Directions
Copy out the rows word for word, starting at the line that contains "Exercise. Identify every instance of the hole" and ending with the last row.

Dataset excerpts
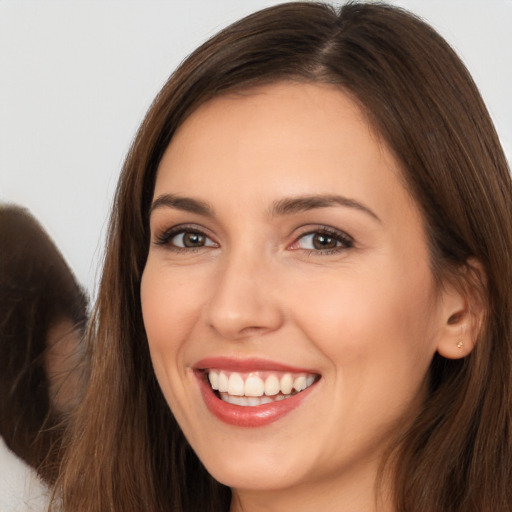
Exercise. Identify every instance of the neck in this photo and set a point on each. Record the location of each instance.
(353, 492)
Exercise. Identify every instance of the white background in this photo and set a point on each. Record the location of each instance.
(76, 78)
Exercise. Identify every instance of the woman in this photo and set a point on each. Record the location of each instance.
(42, 317)
(305, 302)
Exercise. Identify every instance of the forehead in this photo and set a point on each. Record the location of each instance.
(286, 138)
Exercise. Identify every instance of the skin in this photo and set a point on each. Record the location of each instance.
(366, 316)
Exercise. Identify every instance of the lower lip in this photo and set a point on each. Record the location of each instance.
(255, 416)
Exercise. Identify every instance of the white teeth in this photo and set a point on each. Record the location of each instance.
(254, 386)
(299, 383)
(254, 390)
(213, 377)
(223, 382)
(236, 384)
(272, 385)
(286, 384)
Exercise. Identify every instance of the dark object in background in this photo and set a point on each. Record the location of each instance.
(43, 311)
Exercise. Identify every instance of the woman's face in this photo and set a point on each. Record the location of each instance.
(286, 253)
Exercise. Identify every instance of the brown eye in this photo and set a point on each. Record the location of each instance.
(321, 241)
(186, 239)
(192, 239)
(324, 241)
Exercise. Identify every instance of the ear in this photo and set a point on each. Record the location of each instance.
(462, 311)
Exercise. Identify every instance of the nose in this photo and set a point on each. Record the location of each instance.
(244, 302)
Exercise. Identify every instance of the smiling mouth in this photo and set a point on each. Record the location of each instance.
(257, 388)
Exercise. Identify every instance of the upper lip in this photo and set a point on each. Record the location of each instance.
(247, 365)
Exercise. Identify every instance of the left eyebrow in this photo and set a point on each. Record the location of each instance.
(186, 204)
(299, 204)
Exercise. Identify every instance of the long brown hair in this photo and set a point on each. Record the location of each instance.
(126, 451)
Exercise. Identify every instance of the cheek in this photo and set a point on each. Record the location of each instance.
(372, 322)
(170, 307)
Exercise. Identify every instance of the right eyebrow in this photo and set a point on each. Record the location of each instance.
(186, 204)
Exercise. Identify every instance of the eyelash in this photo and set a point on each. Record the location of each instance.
(343, 239)
(166, 237)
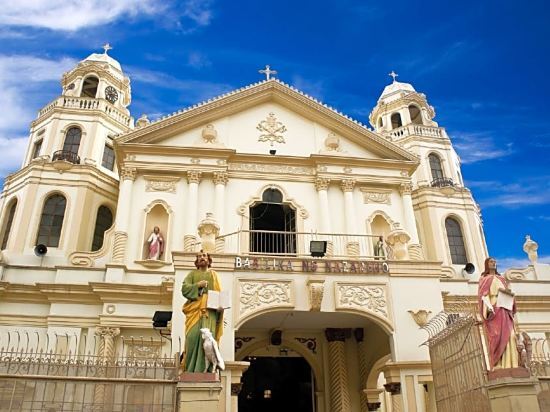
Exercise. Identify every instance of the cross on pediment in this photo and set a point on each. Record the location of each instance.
(267, 71)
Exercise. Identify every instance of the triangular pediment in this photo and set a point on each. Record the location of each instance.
(269, 115)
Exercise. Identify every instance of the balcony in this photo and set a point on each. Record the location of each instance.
(67, 156)
(417, 130)
(88, 104)
(297, 244)
(442, 182)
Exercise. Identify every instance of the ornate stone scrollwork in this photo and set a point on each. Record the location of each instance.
(272, 130)
(379, 196)
(256, 295)
(321, 183)
(194, 176)
(347, 185)
(220, 178)
(366, 298)
(128, 173)
(420, 316)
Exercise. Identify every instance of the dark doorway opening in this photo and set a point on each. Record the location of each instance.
(277, 384)
(272, 225)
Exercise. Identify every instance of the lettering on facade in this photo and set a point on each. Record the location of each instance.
(308, 265)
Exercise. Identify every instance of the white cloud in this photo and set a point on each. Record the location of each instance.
(73, 15)
(477, 147)
(530, 191)
(518, 263)
(25, 81)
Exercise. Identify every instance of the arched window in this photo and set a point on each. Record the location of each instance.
(8, 223)
(104, 221)
(51, 221)
(396, 121)
(435, 166)
(416, 114)
(272, 225)
(456, 242)
(72, 140)
(89, 87)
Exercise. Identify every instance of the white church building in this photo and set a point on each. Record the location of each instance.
(337, 241)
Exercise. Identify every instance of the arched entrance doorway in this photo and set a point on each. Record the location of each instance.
(292, 359)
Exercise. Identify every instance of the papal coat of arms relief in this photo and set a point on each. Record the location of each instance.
(272, 130)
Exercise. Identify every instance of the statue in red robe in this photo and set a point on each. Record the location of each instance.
(498, 320)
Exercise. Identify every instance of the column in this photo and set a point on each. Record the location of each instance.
(415, 249)
(363, 368)
(106, 357)
(352, 245)
(220, 180)
(321, 185)
(396, 398)
(189, 239)
(127, 178)
(338, 373)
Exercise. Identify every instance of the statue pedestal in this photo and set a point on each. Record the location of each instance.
(512, 390)
(199, 392)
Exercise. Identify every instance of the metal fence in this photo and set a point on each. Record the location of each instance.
(115, 374)
(458, 363)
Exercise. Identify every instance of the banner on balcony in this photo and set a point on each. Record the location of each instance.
(312, 265)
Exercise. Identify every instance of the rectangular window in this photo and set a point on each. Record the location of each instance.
(108, 158)
(37, 148)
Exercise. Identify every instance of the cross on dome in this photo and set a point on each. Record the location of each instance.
(267, 71)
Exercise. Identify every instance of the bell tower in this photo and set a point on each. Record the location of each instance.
(65, 195)
(449, 220)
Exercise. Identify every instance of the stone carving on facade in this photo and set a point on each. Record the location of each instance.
(398, 240)
(161, 184)
(142, 121)
(310, 343)
(530, 247)
(316, 290)
(379, 196)
(194, 176)
(128, 173)
(347, 185)
(420, 316)
(271, 168)
(405, 188)
(272, 130)
(208, 230)
(221, 178)
(366, 298)
(261, 294)
(321, 183)
(209, 134)
(87, 259)
(242, 341)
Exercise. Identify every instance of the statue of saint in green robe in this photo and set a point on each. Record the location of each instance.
(195, 288)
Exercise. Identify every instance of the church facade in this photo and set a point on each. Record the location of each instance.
(336, 241)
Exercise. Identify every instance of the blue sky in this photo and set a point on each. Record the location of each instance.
(481, 64)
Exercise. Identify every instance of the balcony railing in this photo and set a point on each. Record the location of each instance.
(442, 182)
(297, 244)
(67, 156)
(417, 130)
(87, 103)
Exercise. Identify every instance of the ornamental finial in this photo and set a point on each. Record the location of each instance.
(267, 71)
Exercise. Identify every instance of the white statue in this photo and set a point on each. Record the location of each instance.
(212, 354)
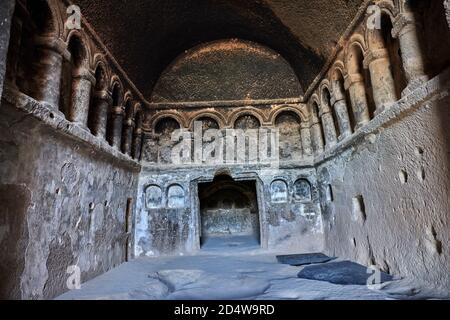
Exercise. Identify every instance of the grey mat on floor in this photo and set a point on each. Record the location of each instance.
(303, 259)
(345, 272)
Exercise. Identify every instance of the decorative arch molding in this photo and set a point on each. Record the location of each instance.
(248, 111)
(88, 59)
(314, 99)
(115, 81)
(388, 9)
(281, 109)
(128, 102)
(56, 17)
(325, 84)
(99, 61)
(216, 116)
(355, 40)
(176, 196)
(338, 66)
(225, 185)
(172, 115)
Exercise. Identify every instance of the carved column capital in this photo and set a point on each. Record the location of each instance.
(84, 74)
(352, 78)
(129, 123)
(374, 55)
(104, 95)
(402, 23)
(53, 44)
(117, 111)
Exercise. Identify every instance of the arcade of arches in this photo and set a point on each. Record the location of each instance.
(88, 118)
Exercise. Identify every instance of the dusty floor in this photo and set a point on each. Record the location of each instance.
(229, 269)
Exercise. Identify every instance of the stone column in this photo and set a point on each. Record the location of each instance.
(127, 136)
(102, 103)
(408, 31)
(354, 83)
(47, 79)
(338, 100)
(316, 135)
(137, 144)
(14, 51)
(82, 82)
(306, 139)
(6, 14)
(447, 11)
(329, 128)
(116, 126)
(383, 84)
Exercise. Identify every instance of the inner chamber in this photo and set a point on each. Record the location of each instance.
(229, 213)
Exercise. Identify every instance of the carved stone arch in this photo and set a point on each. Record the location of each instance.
(137, 108)
(314, 100)
(359, 41)
(116, 84)
(217, 186)
(86, 60)
(357, 44)
(100, 64)
(338, 66)
(325, 84)
(163, 115)
(248, 111)
(57, 23)
(176, 196)
(128, 105)
(216, 116)
(275, 113)
(389, 10)
(279, 191)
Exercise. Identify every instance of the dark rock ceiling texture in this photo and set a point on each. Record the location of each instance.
(145, 36)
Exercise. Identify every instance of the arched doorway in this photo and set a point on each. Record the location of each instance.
(229, 214)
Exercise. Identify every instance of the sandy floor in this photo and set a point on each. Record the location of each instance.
(233, 269)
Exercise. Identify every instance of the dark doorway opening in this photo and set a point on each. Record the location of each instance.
(229, 213)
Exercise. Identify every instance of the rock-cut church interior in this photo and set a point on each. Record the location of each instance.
(224, 149)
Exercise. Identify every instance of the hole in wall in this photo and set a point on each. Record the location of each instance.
(419, 152)
(359, 208)
(403, 176)
(438, 244)
(329, 193)
(421, 174)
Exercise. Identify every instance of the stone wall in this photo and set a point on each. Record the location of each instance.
(289, 215)
(65, 196)
(390, 190)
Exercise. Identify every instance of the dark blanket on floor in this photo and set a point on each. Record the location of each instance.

Answer
Exercise. Identify every instance of the hole in wall in this photo and set a point on each. Record the location of each instance.
(419, 152)
(359, 208)
(403, 176)
(438, 244)
(329, 193)
(421, 174)
Exercise. Identify every instance of the stone wall in this photo and set a point on each. Record the location of each instance.
(289, 215)
(65, 196)
(390, 190)
Exercise. Identify every instance of the dark blanket on floor in this photo and set a point on each. Record the location of each instance.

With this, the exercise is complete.